━━ Data extracts ━━

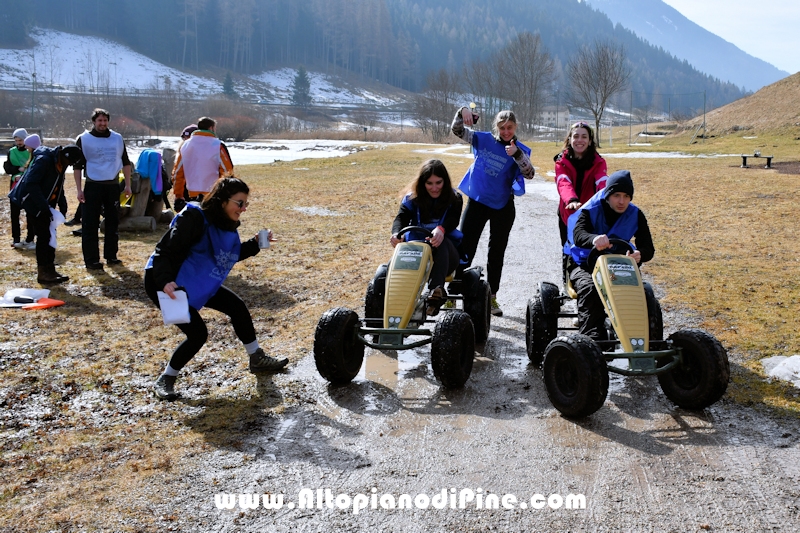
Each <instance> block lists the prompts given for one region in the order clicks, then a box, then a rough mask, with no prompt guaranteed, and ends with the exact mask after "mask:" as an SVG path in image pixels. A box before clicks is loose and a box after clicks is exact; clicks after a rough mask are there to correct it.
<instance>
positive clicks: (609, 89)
mask: <svg viewBox="0 0 800 533" xmlns="http://www.w3.org/2000/svg"><path fill="white" fill-rule="evenodd" d="M567 79H568V80H569V83H570V93H569V103H570V104H572V105H574V106H577V107H583V108H586V109H588V110H589V111H591V113H592V115H594V124H595V131H597V129H598V128H599V127H600V119H602V118H603V113H604V112H605V109H606V105H607V104H608V100H609V99H610V98H611V97H612V96H613V95H614V94H616V93H618V92H620V91H621V90H623V89H624V88H625V87H626V86H627V85H628V80H629V79H630V68H629V66H628V65H627V63H626V58H625V48H624V47H623V46H622V45H621V44H616V43H613V42H611V41H603V40H596V41H595V42H594V46H593V47H591V48H590V47H588V46H582V47H581V48H580V50H579V51H578V53H577V55H575V56H574V57H572V58H570V60H569V61H568V62H567ZM599 141H600V139H598V143H597V145H598V146H600V142H599Z"/></svg>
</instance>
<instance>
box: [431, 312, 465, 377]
mask: <svg viewBox="0 0 800 533" xmlns="http://www.w3.org/2000/svg"><path fill="white" fill-rule="evenodd" d="M474 357H475V330H474V328H473V327H472V320H471V319H470V318H469V315H468V314H467V313H465V312H463V311H451V312H449V313H444V314H443V315H442V316H441V318H439V320H437V321H436V326H435V327H434V329H433V339H432V340H431V366H432V367H433V375H434V376H435V377H436V379H438V380H439V381H440V382H441V383H442V385H443V386H444V387H445V388H447V389H460V388H461V387H463V386H464V383H466V382H467V380H468V379H469V375H470V374H471V373H472V360H473V358H474Z"/></svg>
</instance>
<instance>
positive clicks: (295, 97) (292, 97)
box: [292, 65, 311, 107]
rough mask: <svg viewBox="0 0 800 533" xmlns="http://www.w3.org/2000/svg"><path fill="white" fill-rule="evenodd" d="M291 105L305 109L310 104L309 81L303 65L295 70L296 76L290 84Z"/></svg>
mask: <svg viewBox="0 0 800 533" xmlns="http://www.w3.org/2000/svg"><path fill="white" fill-rule="evenodd" d="M292 103H293V104H294V105H299V106H301V107H307V106H308V104H310V103H311V81H310V80H309V79H308V72H306V69H305V67H304V66H303V65H300V67H299V68H298V69H297V75H296V76H295V77H294V81H293V82H292Z"/></svg>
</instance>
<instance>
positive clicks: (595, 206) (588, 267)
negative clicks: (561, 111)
mask: <svg viewBox="0 0 800 533" xmlns="http://www.w3.org/2000/svg"><path fill="white" fill-rule="evenodd" d="M631 200H633V179H632V178H631V173H630V172H629V171H627V170H618V171H617V172H614V173H613V174H612V175H611V176H610V177H609V178H608V181H607V182H606V188H605V189H602V190H600V191H597V192H596V193H595V194H594V196H592V197H591V198H590V199H589V201H587V202H586V203H585V204H583V206H582V207H581V208H580V209H579V210H578V211H576V212H575V213H573V214H572V215H570V216H569V219H568V220H567V243H566V244H565V245H564V253H565V254H568V255H569V258H568V260H567V272H568V273H569V279H570V281H572V286H573V288H574V289H575V292H577V293H578V323H579V324H580V327H579V329H578V332H579V333H582V334H583V335H588V336H589V337H592V338H593V339H595V340H607V337H608V336H607V333H606V328H605V319H606V312H605V308H604V307H603V302H602V301H601V300H600V295H598V294H597V289H596V288H595V286H594V281H593V280H592V273H591V271H590V270H589V266H588V264H587V259H588V257H589V253H590V252H591V250H592V247H594V248H597V249H598V250H606V249H608V248H612V244H611V243H610V242H609V239H622V240H623V241H628V242H631V241H633V243H632V244H635V247H634V248H635V250H634V251H633V252H631V251H630V250H626V252H625V254H626V255H629V256H631V257H632V258H633V259H634V260H635V261H636V263H637V264H639V265H641V264H642V263H644V262H647V261H650V260H651V259H652V258H653V255H655V252H656V250H655V247H654V246H653V237H652V235H650V227H649V226H648V224H647V218H645V216H644V213H643V212H642V210H641V209H639V208H638V207H636V206H635V205H634V204H632V203H631ZM615 252H617V251H616V250H615ZM618 253H621V251H618Z"/></svg>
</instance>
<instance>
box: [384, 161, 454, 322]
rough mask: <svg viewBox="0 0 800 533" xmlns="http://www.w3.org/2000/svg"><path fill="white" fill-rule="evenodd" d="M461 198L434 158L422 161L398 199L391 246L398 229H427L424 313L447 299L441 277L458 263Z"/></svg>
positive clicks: (391, 237) (406, 238)
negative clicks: (405, 190) (429, 248)
mask: <svg viewBox="0 0 800 533" xmlns="http://www.w3.org/2000/svg"><path fill="white" fill-rule="evenodd" d="M462 205H463V200H462V199H461V194H459V193H458V191H456V190H454V189H453V184H452V182H451V181H450V174H449V173H448V172H447V168H446V167H445V166H444V163H442V162H441V161H439V160H438V159H430V160H428V161H426V162H425V163H424V164H423V165H422V167H420V169H419V174H418V175H417V178H416V179H415V180H414V181H412V182H411V183H410V184H409V186H408V193H407V194H406V195H405V197H404V198H403V201H402V202H400V210H399V211H398V213H397V216H396V217H395V219H394V222H393V223H392V236H391V238H390V242H391V243H392V246H397V245H398V243H400V239H399V238H398V237H397V234H398V232H399V231H400V230H401V229H403V228H405V227H408V226H420V227H423V228H425V229H427V230H428V231H430V232H431V234H432V236H431V237H430V238H428V239H426V240H428V241H429V242H430V243H431V247H432V250H433V268H432V269H431V275H430V279H429V280H428V289H429V296H428V308H427V314H429V315H436V314H438V313H439V308H440V307H441V306H442V304H443V303H444V302H445V300H446V299H447V293H446V292H445V288H444V280H445V278H446V277H447V275H448V274H450V273H451V272H453V271H454V270H455V269H456V267H457V266H458V250H457V248H456V246H457V245H458V244H459V243H460V242H461V232H460V231H459V230H458V229H457V227H458V221H459V219H460V218H461V207H462ZM404 237H405V239H406V240H421V239H423V238H425V236H424V235H411V234H410V233H409V234H406V235H404Z"/></svg>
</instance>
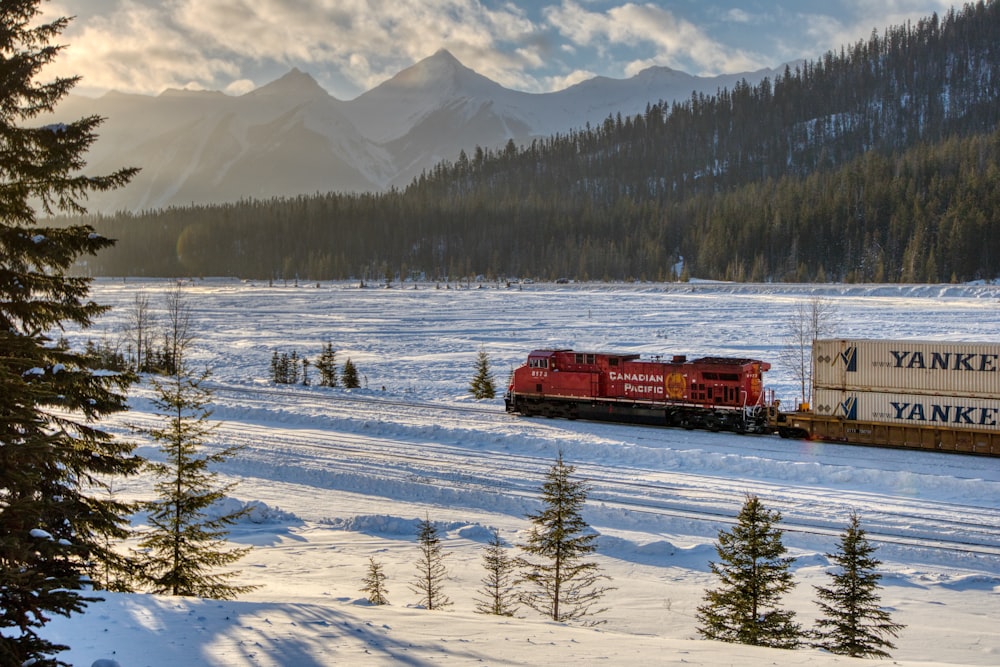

━━━

■ Action item: Would you return the data above exactly as written, minus the images?

■ Answer below:
Each <instance> block lists the prompts given for one region in the order clicks, then a box, then a rough mask, with no prompt guaranteed, and ends with the exact mask after "mask:" as an SVG path in image pixels. A box before clicks is loose and a box after clicks is exact; clicks after a rough mask are there to correct it.
<instance>
positive clicks: (609, 89)
mask: <svg viewBox="0 0 800 533" xmlns="http://www.w3.org/2000/svg"><path fill="white" fill-rule="evenodd" d="M567 79H568V80H569V83H570V93H569V103H570V104H572V105H574V106H577V107H583V108H586V109H588V110H589V111H591V113H592V115H594V124H595V131H597V129H598V128H599V127H600V119H602V118H603V113H604V112H605V109H606V105H607V104H608V100H609V99H610V98H611V97H612V96H613V95H614V94H616V93H618V92H620V91H621V90H623V89H624V88H625V87H626V86H627V85H628V80H629V79H630V68H629V66H628V65H627V63H626V58H625V48H624V47H623V46H622V45H621V44H616V43H613V42H611V41H603V40H596V41H595V42H594V46H593V47H591V48H590V47H588V46H582V47H581V48H580V50H579V51H578V53H577V55H575V56H574V57H572V58H570V60H569V61H568V62H567ZM599 141H600V139H598V143H597V145H598V146H600V142H599Z"/></svg>
</instance>
<instance>
box: [431, 312, 465, 377]
mask: <svg viewBox="0 0 800 533" xmlns="http://www.w3.org/2000/svg"><path fill="white" fill-rule="evenodd" d="M474 357H475V330H474V328H473V327H472V320H471V319H470V318H469V315H468V314H467V313H465V312H463V311H451V312H449V313H444V314H443V315H442V316H441V318H439V320H437V321H436V326H435V327H434V329H433V339H432V340H431V366H432V367H433V375H434V376H435V377H436V379H438V380H439V381H440V382H441V383H442V385H443V386H444V387H445V388H447V389H460V388H461V387H463V386H464V383H466V382H467V380H468V379H469V375H470V374H471V373H472V360H473V358H474Z"/></svg>
</instance>
<instance>
positive clicks: (295, 97) (292, 97)
box: [292, 65, 311, 107]
rough mask: <svg viewBox="0 0 800 533" xmlns="http://www.w3.org/2000/svg"><path fill="white" fill-rule="evenodd" d="M291 105L305 109L310 104L309 81L303 65L295 70L296 76L290 84Z"/></svg>
mask: <svg viewBox="0 0 800 533" xmlns="http://www.w3.org/2000/svg"><path fill="white" fill-rule="evenodd" d="M292 103H293V104H294V105H299V106H301V107H307V106H308V104H310V103H311V81H310V80H309V79H308V72H306V69H305V67H304V66H303V65H300V67H299V68H298V69H297V75H296V76H295V77H294V81H293V82H292Z"/></svg>
</instance>
<instance>
positive clicks: (595, 206) (588, 267)
negative clicks: (561, 111)
mask: <svg viewBox="0 0 800 533" xmlns="http://www.w3.org/2000/svg"><path fill="white" fill-rule="evenodd" d="M631 200H633V179H632V178H631V173H630V172H629V171H627V170H618V171H617V172H614V173H613V174H612V175H611V176H610V177H609V178H608V181H607V182H606V188H605V189H602V190H600V191H597V192H596V193H595V194H594V196H592V197H591V198H590V199H589V201H587V202H586V203H585V204H583V206H582V207H581V208H580V209H579V210H578V211H576V212H575V213H573V214H572V215H570V216H569V219H568V220H567V243H566V244H565V245H564V253H565V254H568V255H569V258H568V260H567V272H568V273H569V279H570V281H572V286H573V288H574V289H575V292H577V293H578V323H579V324H580V327H579V329H578V332H579V333H582V334H583V335H588V336H589V337H592V338H593V339H595V340H607V337H608V336H607V333H606V328H605V319H606V312H605V308H604V307H603V302H602V301H601V300H600V295H598V294H597V289H596V288H595V286H594V281H593V280H592V273H591V271H590V270H589V266H588V264H587V259H588V257H589V253H590V252H591V250H592V247H594V248H597V249H598V250H606V249H608V248H612V244H611V243H610V242H609V239H622V240H623V241H628V242H631V241H633V243H632V244H635V247H634V248H635V250H634V251H633V252H631V251H630V250H626V252H625V254H626V255H629V256H631V257H632V258H633V259H634V260H635V261H636V263H637V264H639V265H641V264H642V263H644V262H647V261H650V260H651V259H652V258H653V255H655V252H656V250H655V247H654V246H653V237H652V235H650V227H649V226H648V224H647V218H645V216H644V213H643V212H642V210H641V209H639V208H638V207H636V206H635V205H634V204H632V203H631ZM615 252H617V251H616V250H615ZM618 253H621V251H618Z"/></svg>
</instance>
<instance>
box: [384, 161, 454, 322]
rough mask: <svg viewBox="0 0 800 533" xmlns="http://www.w3.org/2000/svg"><path fill="white" fill-rule="evenodd" d="M461 198L434 158L422 161L398 199L391 246L398 229H427L424 313L447 299L441 277L458 263Z"/></svg>
positive clicks: (391, 237) (406, 238)
negative clicks: (405, 190) (429, 248)
mask: <svg viewBox="0 0 800 533" xmlns="http://www.w3.org/2000/svg"><path fill="white" fill-rule="evenodd" d="M462 205H463V200H462V199H461V194H459V193H458V191H456V190H454V189H453V184H452V182H451V181H450V174H449V173H448V172H447V168H446V167H445V166H444V163H442V162H441V161H439V160H438V159H430V160H428V161H426V162H425V163H424V164H423V165H422V167H420V169H419V174H418V175H417V178H416V179H415V180H414V181H412V182H411V183H410V184H409V186H408V193H407V194H406V195H405V197H404V198H403V201H402V202H400V210H399V211H398V213H397V216H396V217H395V219H394V222H393V223H392V236H391V238H390V242H391V243H392V246H397V245H398V243H400V239H399V238H398V237H397V234H398V232H399V231H400V230H401V229H403V228H405V227H408V226H420V227H423V228H425V229H427V230H428V231H430V232H431V234H432V236H431V237H430V238H428V239H426V240H428V241H429V242H430V243H431V247H432V250H433V268H432V269H431V275H430V279H429V280H428V289H429V296H428V308H427V314H429V315H436V314H438V313H439V308H440V307H441V306H442V304H443V303H444V302H445V300H446V299H447V293H446V292H445V288H444V280H445V278H446V277H447V275H448V274H450V273H451V272H453V271H454V270H455V269H456V267H457V266H458V250H457V248H456V246H457V245H458V244H459V243H460V242H461V232H460V231H459V230H458V229H457V227H458V221H459V219H460V218H461V207H462ZM404 237H405V239H406V240H421V239H423V238H425V236H424V235H411V234H410V233H409V234H406V235H404Z"/></svg>
</instance>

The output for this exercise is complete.